Point-per-instance localization data:
============================================================

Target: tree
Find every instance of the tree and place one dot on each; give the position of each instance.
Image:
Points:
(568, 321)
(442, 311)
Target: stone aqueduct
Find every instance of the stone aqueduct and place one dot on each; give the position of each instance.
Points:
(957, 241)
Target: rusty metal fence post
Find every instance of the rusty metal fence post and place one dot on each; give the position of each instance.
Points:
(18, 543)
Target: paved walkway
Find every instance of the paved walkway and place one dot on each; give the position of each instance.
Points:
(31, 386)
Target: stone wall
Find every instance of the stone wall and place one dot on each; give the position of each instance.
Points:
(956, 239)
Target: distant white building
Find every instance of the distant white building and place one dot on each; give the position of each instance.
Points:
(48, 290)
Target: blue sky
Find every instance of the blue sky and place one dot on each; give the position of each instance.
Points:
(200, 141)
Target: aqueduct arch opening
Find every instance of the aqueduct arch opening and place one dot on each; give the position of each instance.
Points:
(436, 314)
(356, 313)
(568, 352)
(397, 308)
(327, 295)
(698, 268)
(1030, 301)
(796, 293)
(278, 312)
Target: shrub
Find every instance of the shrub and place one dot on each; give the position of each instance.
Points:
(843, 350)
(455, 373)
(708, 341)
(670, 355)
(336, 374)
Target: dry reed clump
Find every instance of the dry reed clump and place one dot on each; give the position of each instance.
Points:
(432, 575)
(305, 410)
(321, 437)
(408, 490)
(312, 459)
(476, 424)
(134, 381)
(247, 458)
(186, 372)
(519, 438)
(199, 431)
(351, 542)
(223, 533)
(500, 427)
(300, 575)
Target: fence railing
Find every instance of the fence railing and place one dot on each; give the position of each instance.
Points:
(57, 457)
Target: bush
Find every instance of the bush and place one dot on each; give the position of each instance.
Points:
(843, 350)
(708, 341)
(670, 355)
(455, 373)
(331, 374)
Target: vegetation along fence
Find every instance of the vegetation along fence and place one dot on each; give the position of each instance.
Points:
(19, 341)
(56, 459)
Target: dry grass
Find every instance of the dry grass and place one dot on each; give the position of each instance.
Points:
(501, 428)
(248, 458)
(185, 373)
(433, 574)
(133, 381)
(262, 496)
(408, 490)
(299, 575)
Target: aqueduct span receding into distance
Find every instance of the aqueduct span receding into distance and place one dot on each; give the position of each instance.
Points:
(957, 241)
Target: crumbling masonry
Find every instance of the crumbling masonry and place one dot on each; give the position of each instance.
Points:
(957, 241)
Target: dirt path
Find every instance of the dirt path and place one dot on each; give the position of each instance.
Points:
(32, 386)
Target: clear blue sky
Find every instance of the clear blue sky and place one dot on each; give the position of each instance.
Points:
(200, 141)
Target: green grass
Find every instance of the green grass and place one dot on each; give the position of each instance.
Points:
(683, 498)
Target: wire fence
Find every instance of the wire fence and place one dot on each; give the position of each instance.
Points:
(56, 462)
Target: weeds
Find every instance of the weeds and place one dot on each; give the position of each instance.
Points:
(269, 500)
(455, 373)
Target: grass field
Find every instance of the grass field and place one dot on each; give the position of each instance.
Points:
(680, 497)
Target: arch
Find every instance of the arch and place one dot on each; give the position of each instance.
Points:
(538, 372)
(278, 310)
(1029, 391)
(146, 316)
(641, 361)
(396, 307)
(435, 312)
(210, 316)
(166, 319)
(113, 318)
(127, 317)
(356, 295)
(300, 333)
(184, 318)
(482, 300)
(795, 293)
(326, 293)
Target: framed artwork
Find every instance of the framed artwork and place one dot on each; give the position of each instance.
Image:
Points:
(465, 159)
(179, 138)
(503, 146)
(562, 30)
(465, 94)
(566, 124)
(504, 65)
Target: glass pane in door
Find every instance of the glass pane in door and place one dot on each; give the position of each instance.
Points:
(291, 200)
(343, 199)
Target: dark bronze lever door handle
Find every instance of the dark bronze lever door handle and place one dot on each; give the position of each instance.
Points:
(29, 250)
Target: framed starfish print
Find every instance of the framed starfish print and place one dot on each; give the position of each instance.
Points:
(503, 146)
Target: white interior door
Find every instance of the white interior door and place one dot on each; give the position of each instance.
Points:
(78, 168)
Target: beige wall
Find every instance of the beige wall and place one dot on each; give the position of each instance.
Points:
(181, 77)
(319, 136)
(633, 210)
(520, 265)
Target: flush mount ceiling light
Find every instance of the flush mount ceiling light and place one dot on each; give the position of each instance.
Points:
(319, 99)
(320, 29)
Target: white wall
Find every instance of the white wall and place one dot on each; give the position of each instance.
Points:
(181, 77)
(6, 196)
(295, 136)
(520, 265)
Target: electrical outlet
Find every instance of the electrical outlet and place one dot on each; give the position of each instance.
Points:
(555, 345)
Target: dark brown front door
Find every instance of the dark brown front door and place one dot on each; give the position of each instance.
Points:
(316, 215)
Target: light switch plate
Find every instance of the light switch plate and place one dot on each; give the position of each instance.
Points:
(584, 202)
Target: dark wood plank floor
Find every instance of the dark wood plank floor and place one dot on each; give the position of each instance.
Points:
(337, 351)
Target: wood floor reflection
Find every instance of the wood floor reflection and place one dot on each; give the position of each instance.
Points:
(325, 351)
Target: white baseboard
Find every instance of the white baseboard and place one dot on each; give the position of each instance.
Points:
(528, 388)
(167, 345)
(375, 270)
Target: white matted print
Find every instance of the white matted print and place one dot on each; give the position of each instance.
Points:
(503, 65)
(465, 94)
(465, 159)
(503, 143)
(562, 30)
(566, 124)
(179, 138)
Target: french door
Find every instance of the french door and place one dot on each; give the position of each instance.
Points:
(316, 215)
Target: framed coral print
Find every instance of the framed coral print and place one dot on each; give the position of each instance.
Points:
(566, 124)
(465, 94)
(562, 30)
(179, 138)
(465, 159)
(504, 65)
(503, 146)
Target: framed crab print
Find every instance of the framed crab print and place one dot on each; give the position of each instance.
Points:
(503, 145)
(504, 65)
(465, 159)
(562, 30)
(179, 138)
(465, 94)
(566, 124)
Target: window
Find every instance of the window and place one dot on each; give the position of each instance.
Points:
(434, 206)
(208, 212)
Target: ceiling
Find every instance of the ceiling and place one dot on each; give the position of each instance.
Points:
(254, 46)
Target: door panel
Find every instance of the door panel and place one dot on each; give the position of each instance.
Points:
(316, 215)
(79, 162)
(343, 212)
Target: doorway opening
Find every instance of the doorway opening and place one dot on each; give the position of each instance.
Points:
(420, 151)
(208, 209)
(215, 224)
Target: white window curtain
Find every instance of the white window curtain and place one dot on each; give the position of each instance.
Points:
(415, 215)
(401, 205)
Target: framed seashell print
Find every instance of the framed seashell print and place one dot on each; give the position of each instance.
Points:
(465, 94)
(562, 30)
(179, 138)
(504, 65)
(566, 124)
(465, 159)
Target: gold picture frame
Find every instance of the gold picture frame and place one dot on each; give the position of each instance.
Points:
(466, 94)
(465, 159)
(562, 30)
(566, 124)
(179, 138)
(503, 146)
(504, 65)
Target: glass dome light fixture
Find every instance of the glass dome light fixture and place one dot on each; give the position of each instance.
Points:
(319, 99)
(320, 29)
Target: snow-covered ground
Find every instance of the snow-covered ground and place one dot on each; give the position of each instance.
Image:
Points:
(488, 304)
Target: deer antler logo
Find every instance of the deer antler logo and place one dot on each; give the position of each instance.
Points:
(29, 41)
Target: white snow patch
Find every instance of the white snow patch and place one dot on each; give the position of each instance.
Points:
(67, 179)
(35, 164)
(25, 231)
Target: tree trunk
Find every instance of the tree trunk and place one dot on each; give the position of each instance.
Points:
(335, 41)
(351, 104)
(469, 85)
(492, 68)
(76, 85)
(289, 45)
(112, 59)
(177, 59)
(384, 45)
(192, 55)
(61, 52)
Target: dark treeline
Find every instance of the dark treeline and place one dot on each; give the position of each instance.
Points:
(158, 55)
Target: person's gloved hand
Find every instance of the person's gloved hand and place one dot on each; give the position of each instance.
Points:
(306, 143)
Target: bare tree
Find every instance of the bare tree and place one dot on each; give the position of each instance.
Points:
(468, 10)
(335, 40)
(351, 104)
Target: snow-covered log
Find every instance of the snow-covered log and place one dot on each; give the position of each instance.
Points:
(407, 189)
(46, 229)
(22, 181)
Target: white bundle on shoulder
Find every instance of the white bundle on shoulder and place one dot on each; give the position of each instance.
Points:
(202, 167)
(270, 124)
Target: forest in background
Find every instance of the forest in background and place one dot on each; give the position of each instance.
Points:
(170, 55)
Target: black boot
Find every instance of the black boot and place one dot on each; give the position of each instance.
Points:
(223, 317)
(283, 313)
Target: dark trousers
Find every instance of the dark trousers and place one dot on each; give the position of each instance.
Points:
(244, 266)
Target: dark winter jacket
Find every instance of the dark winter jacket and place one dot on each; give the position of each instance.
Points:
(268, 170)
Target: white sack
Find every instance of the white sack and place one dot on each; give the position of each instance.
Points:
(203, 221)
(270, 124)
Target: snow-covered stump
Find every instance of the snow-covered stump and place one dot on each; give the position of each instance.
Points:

============================================================

— YOUR INSTRUCTIONS —
Only those lines of the entries above that run from the line containing "Target: tree trunk" to the line containing "Target: dark winter jacket", both included, should be transcribed exactly.

— TASK RESPONSE —
Target: tree trunk
Find every instance of the tree trunk and place one dot on each; give the position of each instance.
Points:
(335, 41)
(351, 104)
(469, 85)
(492, 68)
(76, 85)
(289, 45)
(112, 59)
(177, 59)
(384, 45)
(192, 55)
(61, 52)
Target: dark treeline
Find every instance of the dark treeline and place one dot on each; give the position of each instance.
Points:
(158, 55)
Target: person's gloved hand
Find every instance of the person's gloved hand and place one dot on each; give the position of each instance.
Points:
(306, 143)
Target: bare tree
Find every instance of the bare tree and place one dot on each; give the position of each instance.
Points:
(468, 10)
(335, 40)
(351, 104)
Target: snow-covered log
Find every instance of the snow-covered log and place one dot on each; give the position of each instance.
Points:
(407, 189)
(46, 229)
(22, 181)
Target: white bundle on shoulder
Find every instance of the white bundle on shoulder and place one dot on each; give the position of each instance.
Points:
(202, 167)
(270, 124)
Target: forest in background
Find every instance of the forest in background and place one dot on each; give the position of each instance.
Points:
(170, 55)
Target: black boot
Find every instance of the black boot and place one dot on each; give the position of each instance.
Points:
(223, 317)
(283, 313)
Target: dark trousers
Find every instance of the dark trousers and place one dot on each; give the position of each instance.
Points:
(244, 266)
Target: dark winter jacket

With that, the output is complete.